#### TEXTAUSZUG

Traum von der Insel – Jan Kelch und die Gemäldegalerie

Letzte Woche verstarb Jan Kelch, bedeutender Rembrandt-Forscher und ehemaliger Direktor der Gemäldegalerie, im Alter von 78 Jahren. Zum Standort seines Hauses vertrat Kelch stets eine klare Haltung – so auch im Januar 2016 in einem Gespräch für das SPK-Magazin.

Aufgezeichnet von Ingolf Kern

Als die Mauer fiel, saß ich in Dahlem und habe über den Umzug der Gemäldegalerie ans Kulturforum nachgedacht. Wir hatten einen Architektenwechsel hinter uns. Rolf Gutbrod war ausgeschieden und vom Münchner Büro Hilmer, Sattler & Albrecht abgelöst worden, was einem Museumsbau, wie er uns Kunsthistorikern vorschwebte, nur gutgetan hat. Mittendrin dann der 9. November 1989 und damit die völlig unerwartete Perspektive, die jahrzehntelang auseinandergerissenen Sammlungen wieder zusammenzuführen. Natürlich auf der Museumsinsel! Wo sonst?

########
#### BEREITGESTELLTE DATEN

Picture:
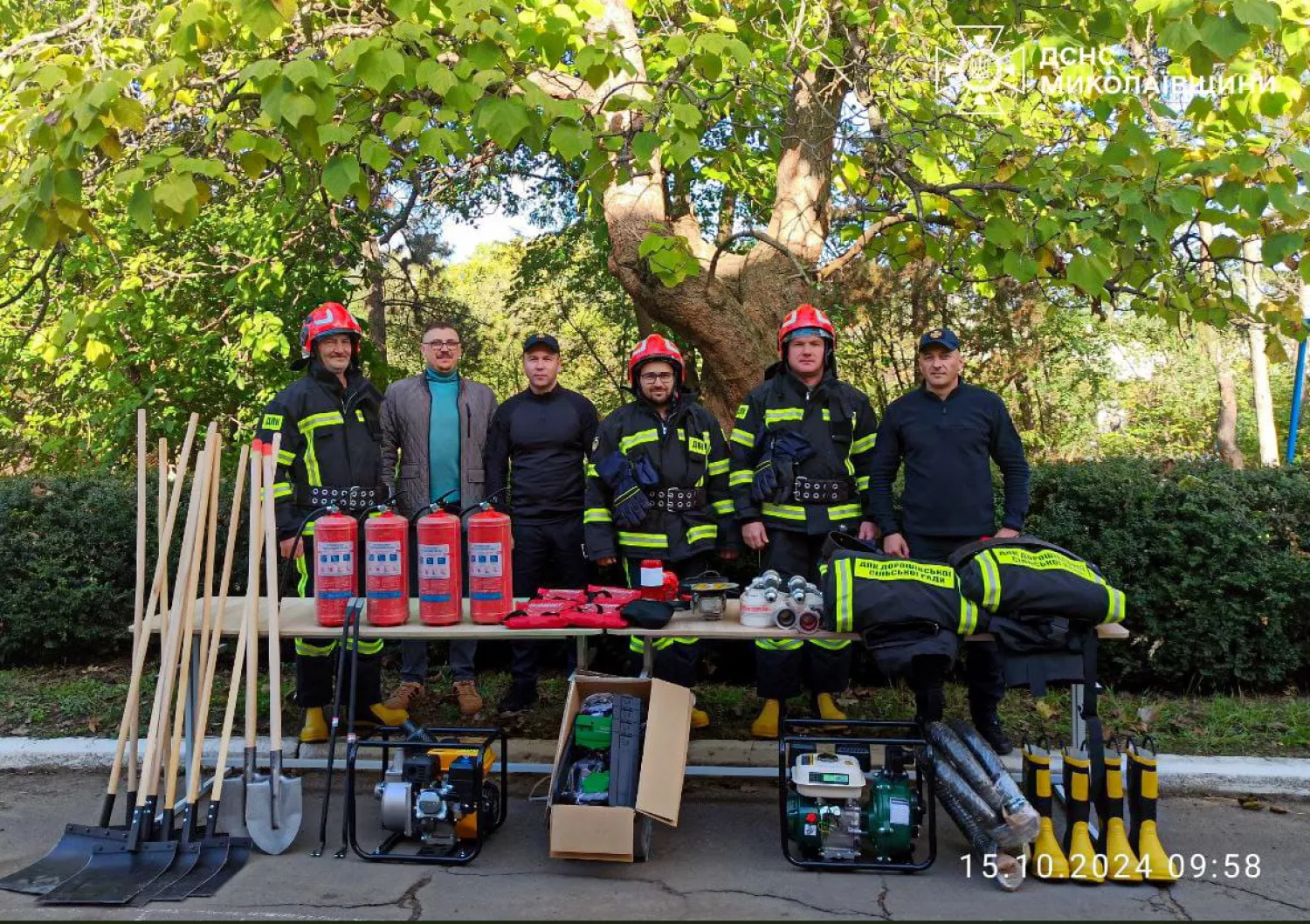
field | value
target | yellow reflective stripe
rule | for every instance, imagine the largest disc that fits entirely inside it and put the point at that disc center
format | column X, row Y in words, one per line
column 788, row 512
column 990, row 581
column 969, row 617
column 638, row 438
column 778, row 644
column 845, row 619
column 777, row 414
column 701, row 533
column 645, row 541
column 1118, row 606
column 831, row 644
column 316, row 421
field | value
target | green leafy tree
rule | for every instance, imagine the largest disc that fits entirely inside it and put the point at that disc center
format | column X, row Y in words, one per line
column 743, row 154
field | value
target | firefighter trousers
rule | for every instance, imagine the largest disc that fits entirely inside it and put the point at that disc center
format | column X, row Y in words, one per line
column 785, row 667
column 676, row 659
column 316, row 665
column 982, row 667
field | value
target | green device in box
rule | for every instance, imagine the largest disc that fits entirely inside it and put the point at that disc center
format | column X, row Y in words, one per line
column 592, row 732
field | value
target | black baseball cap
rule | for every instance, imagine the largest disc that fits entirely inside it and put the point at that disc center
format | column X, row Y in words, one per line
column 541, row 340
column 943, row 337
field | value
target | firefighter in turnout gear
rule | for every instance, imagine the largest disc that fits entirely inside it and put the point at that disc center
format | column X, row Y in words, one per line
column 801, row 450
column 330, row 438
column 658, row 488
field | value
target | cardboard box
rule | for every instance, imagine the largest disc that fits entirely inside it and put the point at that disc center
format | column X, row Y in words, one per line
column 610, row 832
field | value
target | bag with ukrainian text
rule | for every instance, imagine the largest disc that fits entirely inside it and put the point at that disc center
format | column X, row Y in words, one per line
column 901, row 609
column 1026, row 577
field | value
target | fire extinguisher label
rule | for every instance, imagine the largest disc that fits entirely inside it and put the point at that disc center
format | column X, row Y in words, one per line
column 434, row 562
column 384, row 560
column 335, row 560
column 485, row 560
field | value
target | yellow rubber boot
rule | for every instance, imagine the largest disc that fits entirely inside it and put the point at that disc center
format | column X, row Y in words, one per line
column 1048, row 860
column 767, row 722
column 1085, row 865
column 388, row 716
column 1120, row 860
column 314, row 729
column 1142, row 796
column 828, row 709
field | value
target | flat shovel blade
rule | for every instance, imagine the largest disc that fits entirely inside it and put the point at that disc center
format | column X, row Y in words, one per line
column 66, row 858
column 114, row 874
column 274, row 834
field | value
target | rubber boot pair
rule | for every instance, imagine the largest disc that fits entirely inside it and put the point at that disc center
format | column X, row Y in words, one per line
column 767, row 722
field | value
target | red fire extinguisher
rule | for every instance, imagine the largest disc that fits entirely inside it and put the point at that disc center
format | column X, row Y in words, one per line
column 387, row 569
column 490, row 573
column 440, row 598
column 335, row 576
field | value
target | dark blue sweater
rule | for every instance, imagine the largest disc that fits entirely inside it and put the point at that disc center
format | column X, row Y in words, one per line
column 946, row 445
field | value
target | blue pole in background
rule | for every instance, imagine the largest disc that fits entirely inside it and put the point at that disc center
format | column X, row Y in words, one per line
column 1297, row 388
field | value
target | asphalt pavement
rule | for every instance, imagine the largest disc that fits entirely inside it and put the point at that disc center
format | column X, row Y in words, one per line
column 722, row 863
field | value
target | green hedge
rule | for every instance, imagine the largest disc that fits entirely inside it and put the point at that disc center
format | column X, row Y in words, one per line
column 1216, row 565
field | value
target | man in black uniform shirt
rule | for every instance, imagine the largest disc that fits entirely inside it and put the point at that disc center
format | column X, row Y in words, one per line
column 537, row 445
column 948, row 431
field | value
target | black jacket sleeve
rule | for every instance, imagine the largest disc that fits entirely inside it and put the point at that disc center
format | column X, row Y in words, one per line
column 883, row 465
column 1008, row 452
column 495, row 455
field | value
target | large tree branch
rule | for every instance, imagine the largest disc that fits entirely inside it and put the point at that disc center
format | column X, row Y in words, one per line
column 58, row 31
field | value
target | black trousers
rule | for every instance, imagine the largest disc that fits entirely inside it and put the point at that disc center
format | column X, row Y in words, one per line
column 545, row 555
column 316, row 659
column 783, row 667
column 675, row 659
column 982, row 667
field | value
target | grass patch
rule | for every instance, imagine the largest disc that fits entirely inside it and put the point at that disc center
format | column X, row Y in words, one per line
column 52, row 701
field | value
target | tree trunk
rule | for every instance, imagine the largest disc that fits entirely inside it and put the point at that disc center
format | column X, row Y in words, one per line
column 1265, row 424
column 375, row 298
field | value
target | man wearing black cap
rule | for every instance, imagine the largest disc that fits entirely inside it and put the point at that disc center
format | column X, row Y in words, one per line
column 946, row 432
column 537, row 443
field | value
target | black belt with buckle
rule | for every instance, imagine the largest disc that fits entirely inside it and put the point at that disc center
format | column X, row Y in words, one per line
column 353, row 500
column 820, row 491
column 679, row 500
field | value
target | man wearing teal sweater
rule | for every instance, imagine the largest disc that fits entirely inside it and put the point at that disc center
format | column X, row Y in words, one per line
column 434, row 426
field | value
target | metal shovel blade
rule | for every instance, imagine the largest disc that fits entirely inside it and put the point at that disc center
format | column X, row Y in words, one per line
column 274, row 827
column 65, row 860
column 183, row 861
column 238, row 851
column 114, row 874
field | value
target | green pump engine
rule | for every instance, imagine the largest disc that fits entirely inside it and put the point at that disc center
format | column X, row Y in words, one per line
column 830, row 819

########

-- AUFGABEN --
[a] Schreiben Sie aus dem Textauszug über Jan Kelch wörtlich den Abschnitt ab, der bei „Traum von der“ einsetzt und bei „für das SPK-Magazin.“ aufhört.
[b] Prüfen Sie, ob die folgenden Aussagen mit dem Textauszug über Jan Kelch übereinstimmen, und antworten Sie jeweils mit Ja oder Nein samt den entscheidenden Worten des Textes im genauen Wortlaut: (i) Jan Kelch verstarb im Alter von 78 Jahren. (ii) Rolf Gutbrod löste das Münchner Büro Hilmer, Sattler & Albrecht ab. (iii) Das Gespräch für das SPK-Magazin wurde im Januar 2016 geführt.

-- LÖSUNGEN --
[a]
Traum von der Insel – Jan Kelch und die Gemäldegalerie

Letzte Woche verstarb Jan Kelch, bedeutender Rembrandt-Forscher und ehemaliger Direktor der Gemäldegalerie, im Alter von 78 Jahren. Zum Standort seines Hauses vertrat Kelch stets eine klare Haltung – so auch im Januar 2016 in einem Gespräch für das SPK-Magazin.

[b]
(i) Ja: „im Alter von 78 Jahren“
(ii) Nein: „Rolf Gutbrod war ausgeschieden und vom Münchner Büro Hilmer, Sattler & Albrecht abgelöst worden“
(iii) Ja: „so auch im Januar 2016 in einem Gespräch für das SPK-Magazin“